→ **How to complete this task**:
Print exactly the lines below between the line holding "Query: woman's face" and the line holding "Locate the woman's dark", inclusive, and nothing more.

→ **Records from a data collection**:
══════════════════════════════

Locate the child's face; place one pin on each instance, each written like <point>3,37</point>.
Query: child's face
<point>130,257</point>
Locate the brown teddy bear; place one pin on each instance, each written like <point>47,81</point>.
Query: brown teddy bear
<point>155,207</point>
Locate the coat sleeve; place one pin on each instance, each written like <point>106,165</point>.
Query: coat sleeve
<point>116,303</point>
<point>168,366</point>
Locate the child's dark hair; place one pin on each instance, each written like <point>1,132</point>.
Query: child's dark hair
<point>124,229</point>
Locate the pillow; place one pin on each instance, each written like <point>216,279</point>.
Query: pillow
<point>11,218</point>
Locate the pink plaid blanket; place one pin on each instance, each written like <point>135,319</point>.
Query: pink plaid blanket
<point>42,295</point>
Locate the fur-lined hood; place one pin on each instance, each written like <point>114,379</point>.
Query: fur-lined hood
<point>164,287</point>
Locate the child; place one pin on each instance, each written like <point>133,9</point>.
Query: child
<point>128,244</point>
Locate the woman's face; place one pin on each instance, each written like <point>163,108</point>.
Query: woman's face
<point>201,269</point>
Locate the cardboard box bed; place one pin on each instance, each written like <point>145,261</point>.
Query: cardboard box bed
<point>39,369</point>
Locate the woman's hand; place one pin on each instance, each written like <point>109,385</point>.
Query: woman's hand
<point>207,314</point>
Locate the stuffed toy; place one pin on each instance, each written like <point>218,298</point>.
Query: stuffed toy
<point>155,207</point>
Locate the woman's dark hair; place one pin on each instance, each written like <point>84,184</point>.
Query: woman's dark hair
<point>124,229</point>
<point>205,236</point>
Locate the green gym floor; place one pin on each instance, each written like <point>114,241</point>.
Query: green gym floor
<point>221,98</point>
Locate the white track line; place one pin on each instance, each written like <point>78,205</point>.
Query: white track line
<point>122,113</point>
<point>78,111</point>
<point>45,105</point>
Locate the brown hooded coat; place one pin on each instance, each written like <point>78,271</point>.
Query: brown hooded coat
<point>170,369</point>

══════════════════════════════

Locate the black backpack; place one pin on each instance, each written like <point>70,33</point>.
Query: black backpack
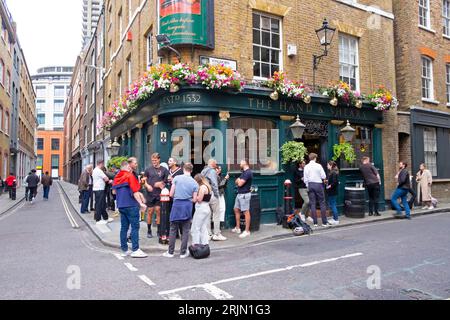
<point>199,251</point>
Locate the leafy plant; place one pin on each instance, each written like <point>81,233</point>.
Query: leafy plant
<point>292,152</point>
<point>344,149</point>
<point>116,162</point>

══════════════════════════════

→ **Your solution**:
Query: woman's face
<point>201,269</point>
Locate the cardboard box bed; place one pin on each instance, each written like <point>145,261</point>.
Query: cardboard box bed
<point>39,369</point>
Locate the woman's hand; place one pin on each instance, each written like <point>109,385</point>.
Query: woman's hand
<point>207,314</point>
Locate the stuffed toy; place one pin on each instance, each written like <point>218,298</point>.
Query: stuffed toy
<point>155,207</point>
Locate the woman's dark hair; place one pin on each instance, each written like <point>84,184</point>.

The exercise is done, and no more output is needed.